▶ Short problem: The listing beneath should be written out in full, exactly as shown.

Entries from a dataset
---+---
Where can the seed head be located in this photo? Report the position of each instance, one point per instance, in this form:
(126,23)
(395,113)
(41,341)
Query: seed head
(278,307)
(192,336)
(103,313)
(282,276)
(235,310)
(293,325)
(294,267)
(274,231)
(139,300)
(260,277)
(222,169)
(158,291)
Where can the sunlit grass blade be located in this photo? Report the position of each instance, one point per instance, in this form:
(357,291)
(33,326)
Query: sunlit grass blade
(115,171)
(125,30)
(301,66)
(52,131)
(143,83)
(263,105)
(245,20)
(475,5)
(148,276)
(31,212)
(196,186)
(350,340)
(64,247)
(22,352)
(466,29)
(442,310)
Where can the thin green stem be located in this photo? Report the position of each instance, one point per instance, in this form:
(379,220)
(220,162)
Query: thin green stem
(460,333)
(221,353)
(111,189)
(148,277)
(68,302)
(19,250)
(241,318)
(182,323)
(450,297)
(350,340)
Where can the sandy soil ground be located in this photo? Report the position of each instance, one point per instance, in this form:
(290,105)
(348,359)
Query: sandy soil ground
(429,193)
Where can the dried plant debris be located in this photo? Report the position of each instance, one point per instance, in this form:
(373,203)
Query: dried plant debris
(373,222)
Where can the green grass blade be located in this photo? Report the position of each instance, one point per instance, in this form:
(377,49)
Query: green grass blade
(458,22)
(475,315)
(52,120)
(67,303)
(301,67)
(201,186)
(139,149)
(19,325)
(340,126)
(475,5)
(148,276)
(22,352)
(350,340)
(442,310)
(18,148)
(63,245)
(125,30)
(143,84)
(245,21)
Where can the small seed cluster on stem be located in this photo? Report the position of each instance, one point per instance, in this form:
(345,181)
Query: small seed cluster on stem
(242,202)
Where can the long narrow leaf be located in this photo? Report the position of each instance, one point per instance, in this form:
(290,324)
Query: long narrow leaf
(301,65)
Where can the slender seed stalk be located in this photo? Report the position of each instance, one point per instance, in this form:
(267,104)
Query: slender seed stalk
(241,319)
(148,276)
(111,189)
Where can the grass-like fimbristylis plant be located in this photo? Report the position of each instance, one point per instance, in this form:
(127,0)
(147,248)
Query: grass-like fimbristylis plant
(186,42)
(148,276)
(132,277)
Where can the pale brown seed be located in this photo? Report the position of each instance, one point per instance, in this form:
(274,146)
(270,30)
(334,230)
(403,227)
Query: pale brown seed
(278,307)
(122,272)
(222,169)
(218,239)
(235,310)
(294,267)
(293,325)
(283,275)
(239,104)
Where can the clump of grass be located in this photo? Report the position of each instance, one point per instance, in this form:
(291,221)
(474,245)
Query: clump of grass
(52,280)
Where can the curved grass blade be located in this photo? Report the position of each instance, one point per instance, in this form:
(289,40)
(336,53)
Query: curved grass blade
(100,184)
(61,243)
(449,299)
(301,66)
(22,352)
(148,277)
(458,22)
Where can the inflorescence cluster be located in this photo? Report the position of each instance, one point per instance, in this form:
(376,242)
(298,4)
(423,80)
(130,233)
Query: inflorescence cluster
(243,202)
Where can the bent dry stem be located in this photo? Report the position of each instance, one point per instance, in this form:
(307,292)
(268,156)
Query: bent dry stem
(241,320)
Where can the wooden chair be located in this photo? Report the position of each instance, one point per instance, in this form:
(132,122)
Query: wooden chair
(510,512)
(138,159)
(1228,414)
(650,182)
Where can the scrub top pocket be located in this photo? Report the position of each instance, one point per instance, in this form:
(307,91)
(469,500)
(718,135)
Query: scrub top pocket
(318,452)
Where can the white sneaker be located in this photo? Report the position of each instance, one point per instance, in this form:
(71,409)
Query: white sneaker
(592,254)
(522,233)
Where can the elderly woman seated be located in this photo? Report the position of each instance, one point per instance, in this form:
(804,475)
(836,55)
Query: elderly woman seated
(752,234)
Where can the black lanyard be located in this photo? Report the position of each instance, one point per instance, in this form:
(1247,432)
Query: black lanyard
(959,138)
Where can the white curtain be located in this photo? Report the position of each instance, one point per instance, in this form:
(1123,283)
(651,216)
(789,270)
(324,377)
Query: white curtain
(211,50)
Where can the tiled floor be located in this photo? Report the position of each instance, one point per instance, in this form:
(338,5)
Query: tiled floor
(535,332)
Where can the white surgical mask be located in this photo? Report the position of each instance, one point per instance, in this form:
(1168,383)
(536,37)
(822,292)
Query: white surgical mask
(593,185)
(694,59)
---+---
▶ Finished answer:
Where can the seed head be located in this photo? Report the position of each instance, one point per instance, in this form:
(126,23)
(395,113)
(41,341)
Query: seed head
(278,307)
(192,336)
(103,313)
(282,276)
(235,310)
(293,325)
(294,267)
(274,231)
(139,300)
(260,277)
(222,169)
(158,291)
Where can the sunlit grass blade be located in this photo? Report the position of each instance, one point per instance, in this form:
(357,291)
(33,326)
Query: sunlit grass blade
(115,171)
(125,30)
(301,66)
(52,131)
(143,83)
(263,105)
(245,20)
(475,5)
(148,276)
(31,212)
(196,186)
(350,340)
(64,247)
(22,352)
(466,29)
(442,310)
Where can the thin green stem be located in this photo? Report the position of each instance, one point per instance, in this form:
(379,220)
(220,162)
Query: thin green stem
(460,333)
(221,353)
(111,189)
(148,277)
(68,302)
(19,250)
(241,318)
(182,323)
(450,297)
(350,340)
Where can the sandy soil ground be located in this photo? Report the position of each instance, one point per instance, in this form:
(290,105)
(348,359)
Query: sandy soil ground
(429,193)
Where can the dried plant debris be located in this photo? Report the position of each instance, one point per instance, in this form:
(373,203)
Query: dried plant debris
(373,222)
Where can the green grass blade be located in this photo? Report the position of each instance, one point per instance, in this form:
(377,49)
Query: green grass blade
(458,22)
(475,315)
(52,120)
(67,303)
(301,67)
(201,186)
(139,149)
(19,325)
(340,126)
(475,5)
(148,276)
(22,352)
(350,340)
(442,310)
(18,148)
(63,245)
(125,30)
(143,84)
(245,21)
Where can the small seed cluster on stem be located in this photo? Report the position of each instance, one point per instance, in this form:
(345,181)
Query: small seed cluster on stem
(242,202)
Where can the long narrow leaf be located in this photo? Report the position of each instance, one point per instance, in this form:
(290,324)
Query: long narrow leaf
(301,65)
Where can the slender seed stalk be located in this photo? Report the position of each instance, one point per instance, in this form:
(267,104)
Query: slender seed stalk
(241,319)
(148,276)
(111,189)
Where can the grass-like fimbristylis plant be located in this photo? Report the position of each instance, one point per instance, in this form:
(127,0)
(147,248)
Query: grass-like fimbristylis plant
(186,42)
(148,276)
(132,277)
Where can the pale brown seed be located in this photo? Report the position of each instance, one point per instance, in this form:
(274,146)
(270,30)
(334,230)
(403,227)
Query: pale brown seed
(278,307)
(122,272)
(222,169)
(218,239)
(235,310)
(294,267)
(293,325)
(283,275)
(239,104)
Where can the clump of grass be located in this photo? Report the position of each instance, one point per instance, in this form:
(291,221)
(474,245)
Query: clump of grass
(52,280)
Where can the curved grass blade be located in this photo? Report the position of each instance, one point per instance, in this form:
(289,40)
(336,53)
Query: curved grass blade
(100,184)
(61,243)
(449,299)
(301,66)
(22,352)
(148,277)
(458,22)
Where can the inflorescence cluster be located in this photo? Report the position of each instance, one point per instance, in this form:
(376,242)
(298,4)
(423,80)
(130,233)
Query: inflorescence cluster
(243,202)
Where can the bent dry stem be located in this photo? Report the position of each instance, one point per instance, in this form:
(307,292)
(268,156)
Query: bent dry stem
(241,320)
Where can the wooden chair be located in this photo? Report the position of each instance, one point per instance, in this form:
(132,122)
Query: wooden chair
(510,512)
(138,159)
(1228,414)
(650,182)
Where can the scrub top pocket be located in this photo? Report the position of each instance, one point per instance, in this form:
(307,91)
(469,500)
(718,135)
Query: scrub top pocket
(318,452)
Where can the white sneaker be located in this photo? Report the position of each instance, one point per instance, in this form:
(71,409)
Query: white sneaker
(592,254)
(522,233)
Where can the elderly woman seated be located in this photo? Report the position of each instance, one point per instance, in this form:
(804,475)
(836,55)
Query: elderly woman seated
(752,234)
Where can the black lanyard be located in this photo? Report the position of each instance, one point per instance, in this form:
(1247,432)
Query: black lanyard
(959,138)
Where can the white curtain be located in this photo? Report the position of each instance, one point per instance, in this form:
(1123,283)
(651,216)
(789,270)
(324,377)
Query: white curtain
(211,50)
Where can the tiled floor be located in this photo? Report the position of each instance, one point per instance, in this form:
(338,5)
Query: tiled floor
(535,332)
Where can the white surgical mask be located in this photo? Report the position of each instance, one point per instance, in this form:
(1168,383)
(536,37)
(822,292)
Query: white surgical mask
(593,185)
(694,59)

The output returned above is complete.